La necessità di occultare questa banale verità storica è dietro l'istanza epistolare che giustamente tanto scandalo ha suscitato: perché a Roma nessuno ha sollevato questioni su analoghe e più consistenti iniziative per Walter Rossi o Paolo Di Nella. Ma, come mio costume, io voglio cogliere il positivo di ogni istanza. E sì, è vero, c'è bisogno di ricordare tutte le vittime della violenza politica. Ma a Roma c'è un luogo perfetto, dal punto di vista simbolico, per concretizzare questa istanza. Il piazzale di valle Giulia dove il primo marzo 1968 fascisti e comunisti uniti si scontrarono con la polizia sulla base di un precedente accordo politico. Perché quel giorno rappresenza, senza il minimo dubbio, un salto di qualità nelle pratiche della violenza politica.
Comunque ecco il "pezzullo" di La Repubblica.it sulla cerimonia contestata.

**Cosa fare:**
A. Secondo l'estratto, in che data fascisti e comunisti si scontrarono con la polizia a valle Giulia?
B. Restituisci senza modifiche il passo dell'estratto che si apre con le parole contenenti "La necessità di" e si chiude con "sulla cerimonia contestata.".

**Materiale raccolto:**
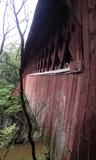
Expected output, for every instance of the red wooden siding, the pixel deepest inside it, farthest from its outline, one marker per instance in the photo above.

**Le risposte:**
A. Il primo marzo 1968.

B.
La necessità di occultare questa banale verità storica è dietro l'istanza epistolare che giustamente tanto scandalo ha suscitato: perché a Roma nessuno ha sollevato questioni su analoghe e più consistenti iniziative per Walter Rossi o Paolo Di Nella. Ma, come mio costume, io voglio cogliere il positivo di ogni istanza. E sì, è vero, c'è bisogno di ricordare tutte le vittime della violenza politica. Ma a Roma c'è un luogo perfetto, dal punto di vista simbolico, per concretizzare questa istanza. Il piazzale di valle Giulia dove il primo marzo 1968 fascisti e comunisti uniti si scontrarono con la polizia sulla base di un precedente accordo politico. Perché quel giorno rappresenza, senza il minimo dubbio, un salto di qualità nelle pratiche della violenza politica.
Comunque ecco il "pezzullo" di La Repubblica.it sulla cerimonia contestata.